§ Text for analysis:
I'd suggest grinding a little coarser and maybe lowering the temp a little.

Probably start with the temp first.

Your water is going to boil differently than anyone else's - due to altitude and hardness, so you need to find what works for you rather than copying directly.

Ideal brewing temps fall between 90 and 94, with 92 being best for a lot of coffee.

Darker need lower and lighter need higher - as a rule of thumb.


----------



## Rhys (Dec 21, 2014)

MWJB said:


> In the video I pour off a little less than I normally would, usually pour off a shot's worth. If you felt the coffee was warm enough & could stand a little more time (to settle), maybe that's an option, or nudge the grind a shade coarser?
> 
> Was the paracetamol taste constant throughout the cup?


Yes, the taste was constant throughout the cup, the temp in the cup was fine - hot enough not to guzzle it down, cool enough to comfortable drink it (I had my cup full of hot water at 18 minutes to heat it up)

Maybe I should grind it a shade courser and go from there? Will it affect it if I left it, say another five minutes or do you recommend longer?



Kyle548 said:


> I'd suggest grinding a little coarser and maybe lowering the temp a little.
> 
> Probably start with the temp first.
> 
> ...


I have got a temp probe thing that you use for steaming but the dial is a bit loose so turns therefore useless lol.

Would I be better filling a cup from my Classic (with the pf removed)? The water should be ideal brew temp then and I can transfer it to the French press?


----------



## Kyle548 (Jan 24, 2013)

Rhys said:


> I have got a temp probe thing that you use for steaming but the dial is a bit loose so turns therefore useless lol.

§ Your instructions: Transcribe everything in the coffee-brewing thread from "Your water is" down to "lot of coffee.", keeping every word and mark unchanged. The items after the coffee-brewing thread are not needed here.

§ Records:
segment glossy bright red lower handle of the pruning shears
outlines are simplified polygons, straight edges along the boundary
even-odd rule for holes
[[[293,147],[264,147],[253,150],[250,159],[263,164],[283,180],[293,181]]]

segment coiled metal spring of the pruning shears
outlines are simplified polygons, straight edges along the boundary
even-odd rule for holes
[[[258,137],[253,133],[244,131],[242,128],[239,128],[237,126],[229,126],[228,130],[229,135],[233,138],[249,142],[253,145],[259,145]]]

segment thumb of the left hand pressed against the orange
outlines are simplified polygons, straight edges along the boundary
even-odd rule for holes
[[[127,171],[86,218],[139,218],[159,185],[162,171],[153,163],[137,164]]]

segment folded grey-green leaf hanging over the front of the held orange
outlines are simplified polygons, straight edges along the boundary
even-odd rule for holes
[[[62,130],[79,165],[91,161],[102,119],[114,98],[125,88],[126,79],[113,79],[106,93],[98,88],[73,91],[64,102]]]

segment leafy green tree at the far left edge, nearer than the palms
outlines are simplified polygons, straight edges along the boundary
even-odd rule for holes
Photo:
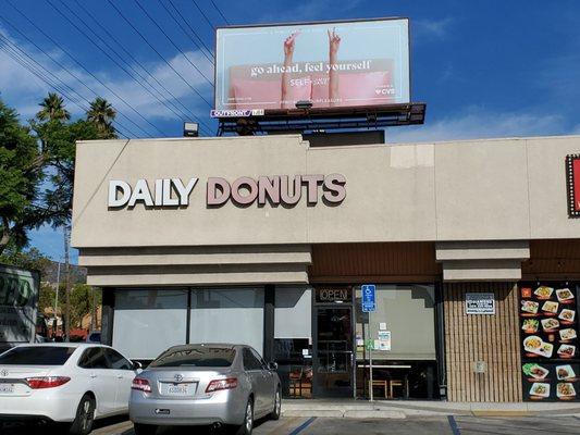
[[[44,163],[30,129],[0,100],[0,254],[9,245],[25,246],[26,232],[46,219],[46,210],[37,204]]]

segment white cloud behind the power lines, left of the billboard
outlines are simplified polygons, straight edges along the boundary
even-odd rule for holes
[[[9,37],[5,30],[0,28],[0,32],[5,37]],[[143,126],[147,130],[151,128],[138,116],[131,108],[124,104],[113,92],[103,87],[97,79],[87,74],[84,70],[77,67],[71,62],[64,53],[59,51],[52,51],[50,54],[57,59],[65,69],[62,69],[54,62],[52,62],[45,54],[39,52],[36,48],[27,45],[18,44],[17,40],[11,38],[11,41],[16,45],[21,50],[25,51],[30,58],[39,62],[49,74],[59,77],[65,85],[74,89],[76,92],[83,96],[86,100],[92,100],[95,94],[89,89],[94,89],[95,92],[106,99],[124,115],[132,119],[135,123]],[[206,77],[212,79],[213,66],[207,61],[203,55],[198,51],[186,52],[190,61],[200,69]],[[190,63],[183,58],[180,53],[172,58],[169,62],[195,89],[197,89],[209,102],[211,102],[211,87],[200,74],[194,70]],[[50,86],[45,84],[41,79],[37,78],[24,66],[14,61],[3,50],[0,51],[0,89],[2,90],[2,99],[10,105],[16,108],[24,119],[28,119],[35,115],[38,111],[38,102],[46,96],[49,90],[52,90]],[[138,65],[132,65],[143,76],[148,75]],[[187,112],[193,112],[196,115],[206,116],[209,109],[203,101],[201,101],[195,91],[184,83],[163,61],[150,62],[144,65],[147,71],[151,73],[160,83],[165,86],[186,108]],[[171,112],[165,105],[159,102],[159,100],[147,92],[136,79],[127,76],[126,73],[119,71],[119,67],[112,66],[111,71],[92,71],[91,73],[104,83],[109,88],[123,100],[127,101],[135,110],[146,119],[151,120],[155,123],[156,119],[175,119],[176,114]],[[128,67],[127,67],[128,70]],[[74,76],[78,77],[86,87]],[[137,77],[137,79],[139,79]],[[139,79],[140,80],[140,79]],[[173,98],[163,89],[159,87],[153,79],[148,77],[147,83],[160,92],[153,91],[153,94],[163,102],[168,102]],[[150,86],[148,86],[150,88]],[[85,105],[88,105],[85,103]],[[180,107],[180,104],[173,104]],[[73,102],[67,101],[67,109],[73,115],[83,115],[83,111],[76,107]],[[176,109],[175,109],[176,110]],[[183,108],[182,108],[182,111]],[[181,111],[176,110],[177,113]],[[129,128],[135,130],[136,128],[123,119],[120,119],[123,124],[126,124]]]

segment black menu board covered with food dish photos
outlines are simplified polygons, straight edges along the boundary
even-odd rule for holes
[[[523,399],[580,400],[578,285],[520,284],[519,296]]]

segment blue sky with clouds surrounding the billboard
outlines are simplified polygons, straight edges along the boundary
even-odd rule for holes
[[[9,1],[60,47],[18,14]],[[174,105],[173,111],[199,116],[214,128],[208,117],[209,105],[193,90],[212,101],[213,90],[202,77],[213,76],[211,63],[159,1],[138,1],[187,59],[135,0],[112,2],[157,52],[107,0],[2,0],[0,35],[84,98],[95,97],[89,89],[108,98],[124,114],[125,117],[120,117],[123,125],[138,132],[137,136],[144,136],[144,132],[151,136],[181,136],[182,121],[58,12],[64,13],[96,40],[74,14],[82,17],[110,46],[119,49],[104,30],[95,25],[88,11],[131,53],[129,58],[120,51],[134,71],[145,76],[147,70],[177,98],[178,107]],[[213,29],[196,4],[192,0],[171,1],[203,44],[212,48]],[[580,134],[577,115],[580,110],[579,1],[214,1],[231,24],[408,16],[412,99],[428,103],[427,120],[423,126],[388,129],[387,141]],[[162,0],[162,4],[175,14],[169,0]],[[197,0],[197,4],[213,25],[224,24],[209,0]],[[187,27],[184,28],[193,36]],[[98,44],[116,59],[102,42]],[[34,116],[39,100],[49,89],[0,50],[0,97],[16,108],[23,120]],[[166,94],[158,97],[165,101]],[[82,110],[72,102],[69,102],[69,109],[73,115],[82,115]],[[54,259],[62,256],[62,233],[44,227],[32,236],[33,246]]]

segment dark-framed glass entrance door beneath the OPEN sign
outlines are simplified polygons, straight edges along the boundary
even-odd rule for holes
[[[317,307],[314,394],[319,397],[351,397],[353,309]]]

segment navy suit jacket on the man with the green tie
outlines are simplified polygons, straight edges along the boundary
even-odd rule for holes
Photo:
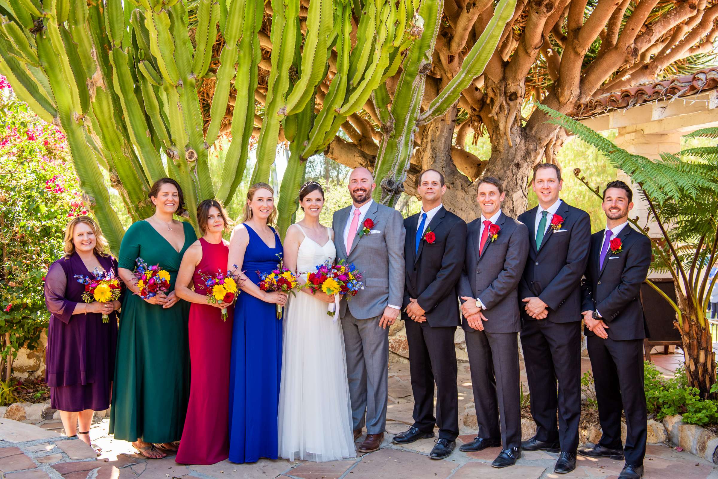
[[[591,245],[591,218],[588,213],[561,201],[557,215],[564,218],[559,231],[549,227],[536,249],[533,230],[536,225],[536,208],[518,217],[528,227],[528,261],[518,285],[518,301],[524,321],[535,321],[526,314],[521,299],[538,297],[549,307],[544,321],[572,322],[581,317],[581,277],[588,263]]]

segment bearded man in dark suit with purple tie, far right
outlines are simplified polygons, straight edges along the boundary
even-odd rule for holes
[[[584,334],[598,399],[603,434],[595,447],[579,450],[589,457],[623,459],[619,479],[643,475],[646,424],[643,391],[645,321],[638,299],[651,265],[651,240],[628,225],[633,192],[622,181],[603,191],[606,229],[591,236],[591,254],[582,282]],[[621,409],[625,411],[625,447],[621,445]]]

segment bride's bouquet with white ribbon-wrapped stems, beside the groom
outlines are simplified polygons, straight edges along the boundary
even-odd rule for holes
[[[363,288],[363,276],[356,270],[353,263],[345,264],[341,259],[337,264],[327,261],[317,266],[317,271],[307,274],[307,284],[312,293],[325,292],[334,296],[334,302],[327,307],[327,315],[334,316],[339,308],[341,296],[351,299]],[[336,318],[335,318],[336,321]]]

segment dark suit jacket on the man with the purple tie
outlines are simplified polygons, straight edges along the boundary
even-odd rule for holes
[[[605,230],[591,236],[591,259],[582,281],[582,311],[598,310],[608,325],[612,340],[643,339],[646,336],[640,285],[651,266],[651,240],[643,233],[625,225],[618,233],[619,253],[610,249],[601,268],[599,259]],[[593,335],[588,329],[587,336]]]

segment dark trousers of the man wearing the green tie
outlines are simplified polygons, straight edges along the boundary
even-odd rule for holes
[[[521,347],[536,439],[559,440],[561,452],[575,454],[581,417],[581,322],[524,320]]]

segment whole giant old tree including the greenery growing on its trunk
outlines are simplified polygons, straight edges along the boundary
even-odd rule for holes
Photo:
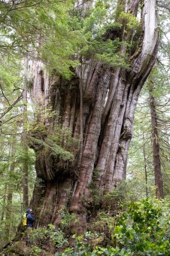
[[[90,1],[75,5],[84,23],[91,14],[94,17],[90,8]],[[137,15],[138,29],[130,25]],[[88,214],[95,212],[93,194],[99,197],[96,207],[102,207],[102,196],[126,178],[135,105],[156,59],[156,1],[119,0],[111,17],[99,35],[93,32],[97,24],[89,26],[89,48],[76,54],[80,65],[71,68],[70,79],[57,69],[48,75],[41,62],[33,64],[31,96],[40,109],[39,128],[33,130],[30,143],[36,152],[38,182],[32,206],[37,227],[57,226],[62,209],[68,209],[80,219],[79,229],[86,228]],[[91,50],[94,40],[97,46]],[[117,42],[116,50],[108,52]],[[127,66],[121,63],[123,56]],[[53,114],[44,117],[44,109]]]

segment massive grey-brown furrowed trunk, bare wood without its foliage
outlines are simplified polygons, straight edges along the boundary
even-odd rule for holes
[[[126,12],[137,15],[138,0],[127,5],[120,3]],[[35,133],[35,136],[47,139],[49,134],[57,133],[60,124],[60,145],[74,154],[74,160],[62,160],[49,150],[45,151],[44,146],[33,145],[36,171],[41,179],[35,185],[32,199],[37,227],[49,223],[57,226],[61,209],[68,209],[80,218],[80,230],[85,229],[87,212],[93,211],[93,192],[101,198],[102,207],[102,196],[126,178],[135,105],[156,59],[155,0],[144,0],[141,23],[141,35],[135,39],[136,49],[128,53],[129,69],[111,68],[86,59],[77,67],[71,81],[65,81],[55,75],[49,78],[42,64],[35,62],[32,100],[43,108],[51,106],[56,111],[54,117],[44,119],[47,133],[43,136]],[[123,32],[121,34],[125,40]],[[122,47],[121,52],[125,51]],[[68,129],[72,138],[79,139],[72,146],[65,135]]]

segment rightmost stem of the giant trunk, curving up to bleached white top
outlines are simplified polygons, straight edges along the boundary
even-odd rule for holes
[[[122,73],[119,79],[117,95],[114,97],[112,110],[108,117],[107,130],[96,166],[99,175],[96,188],[100,187],[105,190],[105,193],[108,193],[117,181],[121,181],[126,176],[126,158],[132,138],[135,105],[141,87],[155,62],[158,40],[156,3],[144,2],[142,13],[144,43],[141,53],[132,61],[130,71]],[[153,25],[151,28],[148,27],[149,22]]]

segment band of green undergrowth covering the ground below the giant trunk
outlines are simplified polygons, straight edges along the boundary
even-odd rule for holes
[[[47,247],[53,248],[55,256],[170,254],[170,214],[166,200],[144,198],[129,202],[116,215],[111,210],[99,212],[80,236],[68,233],[71,221],[77,221],[75,216],[63,211],[59,229],[49,224],[47,228],[33,230],[29,238],[32,255],[41,254]]]

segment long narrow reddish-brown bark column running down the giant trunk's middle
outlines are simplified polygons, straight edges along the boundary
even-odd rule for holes
[[[79,181],[71,203],[71,211],[80,212],[80,196],[90,184],[93,175],[94,163],[96,160],[97,142],[99,139],[100,120],[102,118],[102,109],[105,104],[105,94],[107,92],[108,81],[110,80],[110,72],[106,71],[102,78],[98,77],[98,87],[96,88],[96,103],[93,106],[93,113],[87,130],[86,145],[83,150]]]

§ Answer section:
Your water is going to boil differently than anyone else's - due to altitude and hardness, so you need to find what works for you rather than copying directly.

Ideal brewing temps fall between 90 and 94, with 92 being best for a lot of coffee.